[Image box annotation entries]
━━━━━━━━━━━━━━━━━━━━

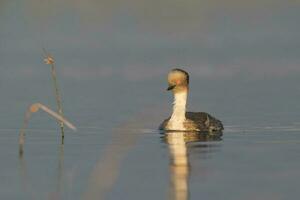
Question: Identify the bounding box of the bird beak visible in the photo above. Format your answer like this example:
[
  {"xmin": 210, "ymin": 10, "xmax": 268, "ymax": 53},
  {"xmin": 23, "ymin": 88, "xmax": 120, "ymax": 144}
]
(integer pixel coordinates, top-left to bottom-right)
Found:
[{"xmin": 167, "ymin": 85, "xmax": 176, "ymax": 91}]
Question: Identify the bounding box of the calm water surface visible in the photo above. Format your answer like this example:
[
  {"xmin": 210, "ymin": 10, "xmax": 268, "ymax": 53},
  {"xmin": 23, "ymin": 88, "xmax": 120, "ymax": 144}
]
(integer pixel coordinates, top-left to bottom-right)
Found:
[{"xmin": 0, "ymin": 0, "xmax": 300, "ymax": 200}]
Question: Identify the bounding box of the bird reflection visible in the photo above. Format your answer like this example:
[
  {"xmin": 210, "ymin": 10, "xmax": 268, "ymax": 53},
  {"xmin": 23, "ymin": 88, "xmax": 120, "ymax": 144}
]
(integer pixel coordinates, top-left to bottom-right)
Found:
[{"xmin": 164, "ymin": 131, "xmax": 222, "ymax": 200}]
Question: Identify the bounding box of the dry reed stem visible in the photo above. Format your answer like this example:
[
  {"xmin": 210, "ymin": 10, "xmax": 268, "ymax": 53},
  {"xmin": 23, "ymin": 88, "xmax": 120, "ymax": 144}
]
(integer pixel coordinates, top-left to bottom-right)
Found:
[
  {"xmin": 19, "ymin": 103, "xmax": 77, "ymax": 155},
  {"xmin": 43, "ymin": 49, "xmax": 65, "ymax": 143}
]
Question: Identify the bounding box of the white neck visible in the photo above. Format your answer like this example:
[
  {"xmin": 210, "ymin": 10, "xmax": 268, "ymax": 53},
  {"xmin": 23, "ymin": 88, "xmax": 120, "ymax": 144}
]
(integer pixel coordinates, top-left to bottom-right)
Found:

━━━━━━━━━━━━━━━━━━━━

◆ **Task goal**
Give as a JSON list of strings, one string per line with blank lines omitted, the lines starting with the one that contains "Question: Identify the bounding box of the dry" and going on through the end of the entries.

◆ **Solution for this problem**
[
  "Question: Identify the bounding box of the dry reed stem visible in the photo above. Format your answer like this example:",
  "[",
  "  {\"xmin\": 210, \"ymin\": 10, \"xmax\": 268, \"ymax\": 53},",
  "  {\"xmin\": 23, \"ymin\": 88, \"xmax\": 120, \"ymax\": 144}",
  "]",
  "(integer pixel coordinates, top-left to bottom-right)",
  "Found:",
  "[",
  "  {\"xmin\": 19, \"ymin\": 103, \"xmax\": 77, \"ymax\": 155},",
  "  {\"xmin\": 43, \"ymin\": 49, \"xmax\": 65, \"ymax\": 143}",
  "]",
  "Question: Identify the bounding box of the white neck visible in the photo above. Format your answer like this example:",
  "[",
  "  {\"xmin\": 210, \"ymin\": 10, \"xmax\": 268, \"ymax\": 53},",
  "  {\"xmin\": 23, \"ymin\": 88, \"xmax\": 120, \"ymax\": 144}",
  "]",
  "(integer pixel coordinates, top-left to bottom-right)",
  "Found:"
]